• [EXCERPT PROVIDED]
# 15 HP merc bogging down when throttled



## Brett (Jul 16, 2008)

1999 outboard, I'd start by doing a complete lube, tune-up and carb rebuild.
Then see what that does to the performance.


----------



## AfterHours2 (Aug 2, 2010)

Carb kit, rebuild and new fuel pump should solve your problems.. Also, check your plugs and make sure each cylinder is firing correctly. Try spraying some sort of starting fluid in your carb throat to see if the engine picks up speed when bogging. If it does then it is surely a fuel issue..


----------



## damarshall7 (Apr 29, 2011)

Sounds like a clogged high speed jet, or a air leak somewhere in the fuel delivery system. Clean and rebuild carb, rebuild fuel pump and replace hoses. Make sure all of the hoses are clamped tightly and there is no where for air to leak in the system. I have ran into this with a few motors i have rebuilt. If you need any advice feel free to pm me


----------



## bray824 (Jul 26, 2011)

Rebuilt carb yesterday. Same problem. Adjusted idle screw on top of carb and problem seems to be fixed. I didn't think there could be any major problems as the motor looks and sounds perfect. Seems like it was just running too lean.


----------

• [TASK BRIEF] Print the entire thread above about the 15 HP Merc that bogs down under throttle, reproducing every line without alteration.

• [RECORDED INFORMATION]

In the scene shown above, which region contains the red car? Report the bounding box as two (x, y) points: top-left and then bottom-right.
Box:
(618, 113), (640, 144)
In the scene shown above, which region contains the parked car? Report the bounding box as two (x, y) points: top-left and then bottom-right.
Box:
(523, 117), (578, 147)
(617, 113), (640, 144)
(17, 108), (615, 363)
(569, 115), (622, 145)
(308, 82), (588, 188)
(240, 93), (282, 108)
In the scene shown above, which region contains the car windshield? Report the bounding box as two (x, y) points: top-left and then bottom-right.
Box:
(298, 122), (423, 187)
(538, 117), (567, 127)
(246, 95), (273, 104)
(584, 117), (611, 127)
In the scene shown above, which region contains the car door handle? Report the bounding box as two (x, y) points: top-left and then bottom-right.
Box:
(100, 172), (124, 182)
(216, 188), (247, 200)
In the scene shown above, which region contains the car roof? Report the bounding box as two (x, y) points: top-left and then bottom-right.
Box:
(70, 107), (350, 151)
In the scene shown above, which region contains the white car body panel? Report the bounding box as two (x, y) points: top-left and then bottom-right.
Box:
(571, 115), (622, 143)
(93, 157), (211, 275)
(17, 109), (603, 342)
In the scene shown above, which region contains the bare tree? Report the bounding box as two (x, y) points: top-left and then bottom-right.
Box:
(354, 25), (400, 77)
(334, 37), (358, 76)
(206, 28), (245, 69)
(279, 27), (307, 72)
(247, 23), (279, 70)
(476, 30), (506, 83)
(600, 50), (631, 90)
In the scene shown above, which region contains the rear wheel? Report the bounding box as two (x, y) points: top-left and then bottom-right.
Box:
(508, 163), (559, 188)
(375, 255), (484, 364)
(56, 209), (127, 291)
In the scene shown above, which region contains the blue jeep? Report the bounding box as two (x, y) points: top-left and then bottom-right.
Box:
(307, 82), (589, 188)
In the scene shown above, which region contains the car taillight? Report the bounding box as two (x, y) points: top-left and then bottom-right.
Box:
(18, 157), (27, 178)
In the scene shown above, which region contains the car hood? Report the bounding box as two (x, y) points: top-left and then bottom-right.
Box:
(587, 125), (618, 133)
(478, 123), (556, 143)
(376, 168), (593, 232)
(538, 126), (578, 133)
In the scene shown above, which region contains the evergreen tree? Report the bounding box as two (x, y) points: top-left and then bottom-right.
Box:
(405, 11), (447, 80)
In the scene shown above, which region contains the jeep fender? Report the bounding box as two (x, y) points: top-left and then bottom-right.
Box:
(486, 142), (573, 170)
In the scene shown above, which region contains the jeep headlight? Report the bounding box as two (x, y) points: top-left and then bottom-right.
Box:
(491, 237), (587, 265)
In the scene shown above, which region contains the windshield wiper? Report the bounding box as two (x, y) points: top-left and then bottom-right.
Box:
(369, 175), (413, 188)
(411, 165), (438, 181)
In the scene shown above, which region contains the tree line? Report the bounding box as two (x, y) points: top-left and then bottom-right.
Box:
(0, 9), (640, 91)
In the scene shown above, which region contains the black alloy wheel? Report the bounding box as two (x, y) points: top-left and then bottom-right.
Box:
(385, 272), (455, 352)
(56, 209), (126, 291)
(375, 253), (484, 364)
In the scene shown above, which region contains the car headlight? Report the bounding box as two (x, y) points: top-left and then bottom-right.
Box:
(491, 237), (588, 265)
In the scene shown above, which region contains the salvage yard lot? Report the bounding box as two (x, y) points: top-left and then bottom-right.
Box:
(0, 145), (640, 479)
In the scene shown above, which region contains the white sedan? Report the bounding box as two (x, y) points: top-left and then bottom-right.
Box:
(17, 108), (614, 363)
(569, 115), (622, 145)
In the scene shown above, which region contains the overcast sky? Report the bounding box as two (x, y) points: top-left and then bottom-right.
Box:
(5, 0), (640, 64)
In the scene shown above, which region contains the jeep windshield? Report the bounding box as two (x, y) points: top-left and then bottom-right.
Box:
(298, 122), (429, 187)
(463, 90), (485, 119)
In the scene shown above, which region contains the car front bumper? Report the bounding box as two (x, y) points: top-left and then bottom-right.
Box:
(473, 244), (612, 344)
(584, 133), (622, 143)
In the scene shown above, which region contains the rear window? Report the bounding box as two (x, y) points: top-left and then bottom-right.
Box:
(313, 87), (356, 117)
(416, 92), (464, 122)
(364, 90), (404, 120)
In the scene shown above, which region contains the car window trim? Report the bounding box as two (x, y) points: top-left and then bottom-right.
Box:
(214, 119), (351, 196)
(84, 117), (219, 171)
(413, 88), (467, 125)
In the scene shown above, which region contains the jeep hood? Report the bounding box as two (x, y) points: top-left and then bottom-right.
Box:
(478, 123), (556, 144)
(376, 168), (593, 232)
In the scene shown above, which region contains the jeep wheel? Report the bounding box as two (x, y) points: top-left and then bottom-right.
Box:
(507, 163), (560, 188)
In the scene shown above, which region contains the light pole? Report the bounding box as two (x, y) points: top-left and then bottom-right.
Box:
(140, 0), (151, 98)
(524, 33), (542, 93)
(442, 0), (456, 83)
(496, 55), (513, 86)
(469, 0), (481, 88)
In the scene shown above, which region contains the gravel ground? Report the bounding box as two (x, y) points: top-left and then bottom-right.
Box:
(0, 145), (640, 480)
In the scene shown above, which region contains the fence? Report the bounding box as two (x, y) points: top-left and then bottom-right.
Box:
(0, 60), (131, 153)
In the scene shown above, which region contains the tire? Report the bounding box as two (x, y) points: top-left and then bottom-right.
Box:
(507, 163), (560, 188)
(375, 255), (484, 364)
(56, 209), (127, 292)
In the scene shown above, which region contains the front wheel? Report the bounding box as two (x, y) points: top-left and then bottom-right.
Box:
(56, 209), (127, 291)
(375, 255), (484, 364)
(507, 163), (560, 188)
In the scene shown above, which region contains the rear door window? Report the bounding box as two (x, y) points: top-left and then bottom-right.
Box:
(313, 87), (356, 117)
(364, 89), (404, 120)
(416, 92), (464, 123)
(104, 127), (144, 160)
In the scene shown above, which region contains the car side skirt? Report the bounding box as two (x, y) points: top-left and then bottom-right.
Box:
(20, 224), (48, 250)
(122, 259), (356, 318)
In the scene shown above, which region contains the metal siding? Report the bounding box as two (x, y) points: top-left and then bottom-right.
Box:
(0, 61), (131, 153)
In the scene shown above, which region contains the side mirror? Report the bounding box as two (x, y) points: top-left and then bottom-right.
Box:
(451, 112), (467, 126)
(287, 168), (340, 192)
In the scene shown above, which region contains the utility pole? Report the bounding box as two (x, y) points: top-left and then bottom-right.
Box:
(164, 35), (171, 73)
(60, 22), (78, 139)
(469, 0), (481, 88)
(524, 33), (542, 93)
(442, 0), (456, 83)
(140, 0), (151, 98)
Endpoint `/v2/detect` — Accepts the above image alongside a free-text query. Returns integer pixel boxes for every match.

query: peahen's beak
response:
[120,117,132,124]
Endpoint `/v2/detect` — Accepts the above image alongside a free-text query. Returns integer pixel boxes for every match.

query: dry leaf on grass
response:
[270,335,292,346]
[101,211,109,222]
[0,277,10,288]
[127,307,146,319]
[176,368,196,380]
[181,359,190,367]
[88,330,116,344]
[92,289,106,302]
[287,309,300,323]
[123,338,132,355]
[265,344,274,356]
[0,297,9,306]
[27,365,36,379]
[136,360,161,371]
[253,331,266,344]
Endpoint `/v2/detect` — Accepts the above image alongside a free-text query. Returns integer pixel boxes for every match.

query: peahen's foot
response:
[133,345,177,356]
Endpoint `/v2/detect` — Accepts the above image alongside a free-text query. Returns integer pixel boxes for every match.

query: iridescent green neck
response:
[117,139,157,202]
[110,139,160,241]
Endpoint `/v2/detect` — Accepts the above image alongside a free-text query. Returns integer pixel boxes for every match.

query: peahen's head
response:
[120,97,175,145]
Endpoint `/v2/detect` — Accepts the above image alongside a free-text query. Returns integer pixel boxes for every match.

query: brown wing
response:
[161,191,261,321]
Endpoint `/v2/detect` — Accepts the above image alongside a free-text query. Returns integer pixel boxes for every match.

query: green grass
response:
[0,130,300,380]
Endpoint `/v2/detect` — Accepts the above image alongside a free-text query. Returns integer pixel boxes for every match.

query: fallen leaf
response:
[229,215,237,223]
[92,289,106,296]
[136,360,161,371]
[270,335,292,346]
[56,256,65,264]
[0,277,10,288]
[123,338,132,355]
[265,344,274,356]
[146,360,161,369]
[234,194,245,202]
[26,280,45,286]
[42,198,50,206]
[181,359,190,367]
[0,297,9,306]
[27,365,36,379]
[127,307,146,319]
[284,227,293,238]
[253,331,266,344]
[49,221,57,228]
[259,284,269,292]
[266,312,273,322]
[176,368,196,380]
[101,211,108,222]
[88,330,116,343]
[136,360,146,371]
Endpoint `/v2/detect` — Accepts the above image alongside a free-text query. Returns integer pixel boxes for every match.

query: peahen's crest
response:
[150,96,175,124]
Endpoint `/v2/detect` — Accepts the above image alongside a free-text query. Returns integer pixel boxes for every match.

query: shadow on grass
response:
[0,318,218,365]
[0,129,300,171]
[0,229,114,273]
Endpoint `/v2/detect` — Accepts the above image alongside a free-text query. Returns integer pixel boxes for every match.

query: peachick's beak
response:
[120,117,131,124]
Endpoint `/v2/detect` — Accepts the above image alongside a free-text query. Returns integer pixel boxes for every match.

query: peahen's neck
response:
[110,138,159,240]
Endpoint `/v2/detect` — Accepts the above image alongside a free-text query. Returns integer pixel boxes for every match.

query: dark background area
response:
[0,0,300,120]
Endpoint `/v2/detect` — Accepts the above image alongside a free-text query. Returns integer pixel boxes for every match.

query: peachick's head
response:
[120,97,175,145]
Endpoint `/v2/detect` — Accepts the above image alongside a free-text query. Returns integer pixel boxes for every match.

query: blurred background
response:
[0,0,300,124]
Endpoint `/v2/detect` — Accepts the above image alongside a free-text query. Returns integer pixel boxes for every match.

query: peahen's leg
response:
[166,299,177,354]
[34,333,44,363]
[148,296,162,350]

• [RESPONSE]
# 15 HP merc bogging down when throttled



## Brett (Jul 16, 2008)

1999 outboard, I'd start by doing a complete lube, tune-up and carb rebuild.
Then see what that does to the performance.


----------



## AfterHours2 (Aug 2, 2010)

Carb kit, rebuild and new fuel pump should solve your problems.. Also, check your plugs and make sure each cylinder is firing correctly. Try spraying some sort of starting fluid in your carb throat to see if the engine picks up speed when bogging. If it does then it is surely a fuel issue..


----------



## damarshall7 (Apr 29, 2011)

Sounds like a clogged high speed jet, or a air leak somewhere in the fuel delivery system. Clean and rebuild carb, rebuild fuel pump and replace hoses. Make sure all of the hoses are clamped tightly and there is no where for air to leak in the system. I have ran into this with a few motors i have rebuilt. If you need any advice feel free to pm me


----------



## bray824 (Jul 26, 2011)

Rebuilt carb yesterday. Same problem. Adjusted idle screw on top of carb and problem seems to be fixed. I didn't think there could be any major problems as the motor looks and sounds perfect. Seems like it was just running too lean.


----------